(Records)

#####

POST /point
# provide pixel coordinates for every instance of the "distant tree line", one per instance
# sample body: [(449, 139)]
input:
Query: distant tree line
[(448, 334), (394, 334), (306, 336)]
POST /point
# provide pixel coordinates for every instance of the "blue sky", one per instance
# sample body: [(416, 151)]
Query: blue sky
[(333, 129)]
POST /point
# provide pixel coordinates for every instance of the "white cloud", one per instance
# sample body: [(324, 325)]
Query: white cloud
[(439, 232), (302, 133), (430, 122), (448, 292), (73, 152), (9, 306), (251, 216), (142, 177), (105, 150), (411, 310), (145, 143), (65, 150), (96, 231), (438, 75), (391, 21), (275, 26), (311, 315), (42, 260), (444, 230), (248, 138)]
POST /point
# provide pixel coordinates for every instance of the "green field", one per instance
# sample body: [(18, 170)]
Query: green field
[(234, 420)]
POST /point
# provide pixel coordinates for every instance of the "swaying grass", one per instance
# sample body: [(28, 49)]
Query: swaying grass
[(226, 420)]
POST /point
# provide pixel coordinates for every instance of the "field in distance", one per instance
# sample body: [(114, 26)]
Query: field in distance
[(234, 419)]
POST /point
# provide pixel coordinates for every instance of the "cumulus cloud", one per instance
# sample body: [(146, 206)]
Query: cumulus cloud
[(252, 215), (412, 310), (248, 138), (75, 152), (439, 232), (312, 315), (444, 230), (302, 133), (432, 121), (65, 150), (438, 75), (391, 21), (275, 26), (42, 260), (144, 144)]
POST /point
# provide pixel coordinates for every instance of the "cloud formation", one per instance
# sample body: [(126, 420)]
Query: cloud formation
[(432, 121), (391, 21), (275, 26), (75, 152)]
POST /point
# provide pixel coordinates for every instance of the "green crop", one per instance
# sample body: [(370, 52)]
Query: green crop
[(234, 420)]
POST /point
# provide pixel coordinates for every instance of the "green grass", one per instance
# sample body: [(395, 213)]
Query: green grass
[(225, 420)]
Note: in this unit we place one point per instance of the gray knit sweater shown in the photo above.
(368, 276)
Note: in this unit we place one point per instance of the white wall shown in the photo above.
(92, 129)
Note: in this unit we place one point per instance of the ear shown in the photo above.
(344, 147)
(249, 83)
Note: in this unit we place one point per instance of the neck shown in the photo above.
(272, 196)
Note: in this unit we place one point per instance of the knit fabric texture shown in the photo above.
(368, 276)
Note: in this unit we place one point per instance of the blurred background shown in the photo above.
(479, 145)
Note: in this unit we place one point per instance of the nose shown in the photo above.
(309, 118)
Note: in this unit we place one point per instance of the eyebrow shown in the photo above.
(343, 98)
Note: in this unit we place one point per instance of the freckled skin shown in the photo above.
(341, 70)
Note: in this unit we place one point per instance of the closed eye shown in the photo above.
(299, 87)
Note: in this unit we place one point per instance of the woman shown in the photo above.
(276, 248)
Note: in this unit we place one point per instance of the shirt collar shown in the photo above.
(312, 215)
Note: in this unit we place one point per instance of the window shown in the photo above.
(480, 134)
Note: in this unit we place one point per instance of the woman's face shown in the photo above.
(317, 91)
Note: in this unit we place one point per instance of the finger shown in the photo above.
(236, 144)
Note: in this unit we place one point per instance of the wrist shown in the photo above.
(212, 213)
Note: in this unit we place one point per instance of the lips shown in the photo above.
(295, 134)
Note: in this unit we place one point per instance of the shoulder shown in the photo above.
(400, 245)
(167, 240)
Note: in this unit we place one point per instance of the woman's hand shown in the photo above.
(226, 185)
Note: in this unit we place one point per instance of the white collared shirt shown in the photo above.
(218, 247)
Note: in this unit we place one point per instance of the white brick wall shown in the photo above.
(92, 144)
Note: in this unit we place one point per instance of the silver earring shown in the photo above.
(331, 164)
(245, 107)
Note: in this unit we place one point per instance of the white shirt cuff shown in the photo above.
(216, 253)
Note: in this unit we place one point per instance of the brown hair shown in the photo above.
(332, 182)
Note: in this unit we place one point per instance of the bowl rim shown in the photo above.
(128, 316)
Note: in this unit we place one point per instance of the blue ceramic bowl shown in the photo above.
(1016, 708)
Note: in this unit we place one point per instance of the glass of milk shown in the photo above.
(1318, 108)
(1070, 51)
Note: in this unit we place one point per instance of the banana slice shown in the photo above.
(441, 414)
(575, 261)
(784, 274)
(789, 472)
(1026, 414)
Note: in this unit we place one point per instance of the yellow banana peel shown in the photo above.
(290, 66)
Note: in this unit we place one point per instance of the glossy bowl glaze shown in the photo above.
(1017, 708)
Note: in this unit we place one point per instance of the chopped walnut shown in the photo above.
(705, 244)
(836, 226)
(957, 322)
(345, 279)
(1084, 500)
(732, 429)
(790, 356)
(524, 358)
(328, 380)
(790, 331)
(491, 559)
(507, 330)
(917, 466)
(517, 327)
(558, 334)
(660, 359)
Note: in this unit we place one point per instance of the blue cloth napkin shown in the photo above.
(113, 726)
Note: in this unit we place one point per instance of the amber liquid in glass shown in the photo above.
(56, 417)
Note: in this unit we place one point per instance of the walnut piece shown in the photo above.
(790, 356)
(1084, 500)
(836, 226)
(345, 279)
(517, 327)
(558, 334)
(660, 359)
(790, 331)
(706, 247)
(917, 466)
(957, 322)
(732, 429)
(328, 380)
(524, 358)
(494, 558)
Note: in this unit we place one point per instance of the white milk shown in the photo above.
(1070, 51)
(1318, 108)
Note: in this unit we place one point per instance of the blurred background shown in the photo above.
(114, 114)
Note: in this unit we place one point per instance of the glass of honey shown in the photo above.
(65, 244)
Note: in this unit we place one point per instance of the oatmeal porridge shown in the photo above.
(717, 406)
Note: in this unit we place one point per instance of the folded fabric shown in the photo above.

#####

• [THE EXERCISE] Rewrite the listing above with every "per instance" changed to "for each instance", leaving everything else unchanged.

• [WRITTEN RESPONSE]
POST /point
# provide pixel coordinates for every instance of the "distant tree line", one for each instance
# sample body: [(449, 139)]
input:
Query: distant tree line
[(448, 334), (394, 334), (306, 336)]
POST /point
# provide pixel coordinates for every instance of the "blue sky", one for each instance
# sample body: [(416, 151)]
Query: blue sky
[(333, 129)]
POST /point
# provide pixel coordinates for every instance of the "white cloud", one for each instance
# sample body: [(324, 325)]
Query: white cloud
[(439, 232), (302, 133), (430, 122), (448, 292), (73, 152), (9, 306), (251, 216), (142, 177), (105, 150), (411, 310), (145, 143), (65, 150), (96, 231), (438, 75), (391, 21), (275, 26), (311, 315), (42, 260), (444, 230), (248, 138)]
POST /point
# provide pixel coordinates for every instance of the "green field", one for each instance
# sample body: [(18, 170)]
Query: green field
[(234, 420)]
POST /point
# provide pixel coordinates for every instance of the "swaying grass", one for each instance
# sample body: [(28, 49)]
Query: swaying grass
[(226, 420)]
POST /point
# provide pixel coordinates for every instance of the "field in distance", one for each instance
# sample body: [(114, 26)]
Query: field in distance
[(234, 419)]
POST /point
# provide pixel coordinates for every instance of the "cumulus cloud", one for each instance
# sample body: [(146, 206)]
Query: cumulus cloud
[(252, 215), (412, 310), (248, 138), (75, 152), (439, 232), (312, 315), (444, 230), (302, 133), (432, 121), (65, 150), (438, 75), (391, 21), (275, 26), (42, 260), (144, 144)]
POST /point
# provide pixel coordinates for every instance of the "cloud formation", one for each instance
# sample body: [(126, 420)]
Query: cloud formation
[(432, 121), (391, 21), (275, 26), (75, 152)]
POST /point
# provide pixel coordinates for every instance of the "green crop", one for each instance
# sample body: [(370, 52)]
Query: green crop
[(234, 420)]
POST /point
# provide pixel coordinates for every instance of the "green grass", one for each instance
# sample body: [(395, 213)]
Query: green grass
[(225, 420)]
Note: in this unit we place one point for each instance of the gray knit sweater shown in the photo above.
(368, 276)
Note: in this unit we place one point for each instance of the white wall shown in the photo above.
(92, 129)
Note: in this unit we place one point for each instance of the ear shown in the photo above.
(344, 147)
(249, 83)
Note: in this unit we place one point for each instance of the neck shown in the photo above.
(272, 196)
Note: in this unit we place one point for each instance of the knit fabric texture shown in the photo above.
(368, 276)
Note: in this unit we place one point for each instance of the blurred background shown in the photo above.
(479, 145)
Note: in this unit we place one point for each instance of the nose shown in the photo above.
(309, 118)
Note: in this unit we place one point for each instance of the eyebrow shown in the photo above.
(343, 98)
Note: in this unit we place one point for each instance of the freckled skin shown in the photo above.
(341, 70)
Note: in this unit we place one point for each instance of the closed eye shown in the photo above.
(299, 87)
Note: in this unit we place one point for each instance of the woman shown in the photo above.
(276, 248)
Note: in this unit we place one point for each instance of the shirt collar shown in the photo above.
(312, 215)
Note: in this unit we place one point for each instance of the window shown in the photo above.
(480, 134)
Note: in this unit we place one point for each instance of the woman's face shown in the photo above.
(317, 91)
Note: in this unit we place one point for each instance of the finger shown in the photo above.
(236, 144)
Note: in this unit we place one point for each instance of the wrist shown in the photo above.
(212, 213)
Note: in this unit we place one point for each instance of the lips shown in the photo above.
(295, 134)
Note: in this unit we place one point for each instance of the shoulder shown in the photo above.
(400, 245)
(167, 240)
Note: in this unit we place one point for each instance of the woman's hand shown in the photo above.
(226, 185)
Note: in this unit we place one point for each instance of the white collared shirt shown in the photo above.
(218, 247)
Note: in this unit we place one point for each instance of the white brick wall shown in the photo above.
(92, 144)
Note: in this unit we place one point for each instance of the silver earring shown in the photo above.
(331, 164)
(245, 107)
Note: in this unit we place one point for each instance of the white shirt cuff shown in the photo above.
(216, 253)
Note: in this unit we place one point for each instance of the brown hair shown in the photo above.
(332, 182)
Note: in this unit we place one point for each instance of the bowl rim shown in the photo above.
(128, 316)
Note: in this unit we place one point for each instance of the blue ceramic bowl shown in the photo above.
(1016, 708)
Note: in this unit we place one point for each instance of the glass of milk shown in the photo above.
(1318, 108)
(1070, 51)
Note: in this unit we place one point for each instance of the banana slice shown in the photo above.
(441, 414)
(575, 261)
(784, 274)
(789, 472)
(1026, 414)
Note: in this unit we place one point for each instance of the yellow banana peel shown in the photo above.
(290, 66)
Note: in this unit we place one point for each instance of the glossy bowl glaze shown in the photo above.
(1017, 708)
Note: in this unit we place one point for each instance of the chopped walnut shown in the photo above.
(705, 244)
(836, 226)
(957, 322)
(345, 279)
(1084, 500)
(732, 429)
(790, 356)
(524, 358)
(328, 380)
(790, 331)
(491, 559)
(507, 330)
(917, 466)
(517, 327)
(558, 334)
(660, 359)
Note: in this unit we place one point for each instance of the blue cloth napkin shown in the photo above.
(113, 726)
Note: in this unit we place one point for each instance of the amber liquid in glass shown in the photo above.
(56, 417)
Note: in this unit we place one point for each instance of the walnut piece shown in the photo above.
(790, 356)
(1084, 500)
(836, 226)
(345, 279)
(517, 327)
(558, 334)
(660, 359)
(790, 331)
(706, 247)
(917, 466)
(957, 322)
(732, 429)
(328, 380)
(524, 358)
(494, 558)
Note: in this unit we place one point for each instance of the white milk shown in the photo above.
(1070, 51)
(1318, 108)
Note: in this unit we place one point for each instance of the blurred background shown in the photo above.
(114, 114)
Note: in this unit we place one point for each instance of the glass of honey shown in the photo above.
(65, 244)
Note: in this unit we place one point for each instance of the oatmeal porridge shown in the photo above.
(717, 406)
Note: in this unit we place one point for each instance of the folded fabric shown in the photo above.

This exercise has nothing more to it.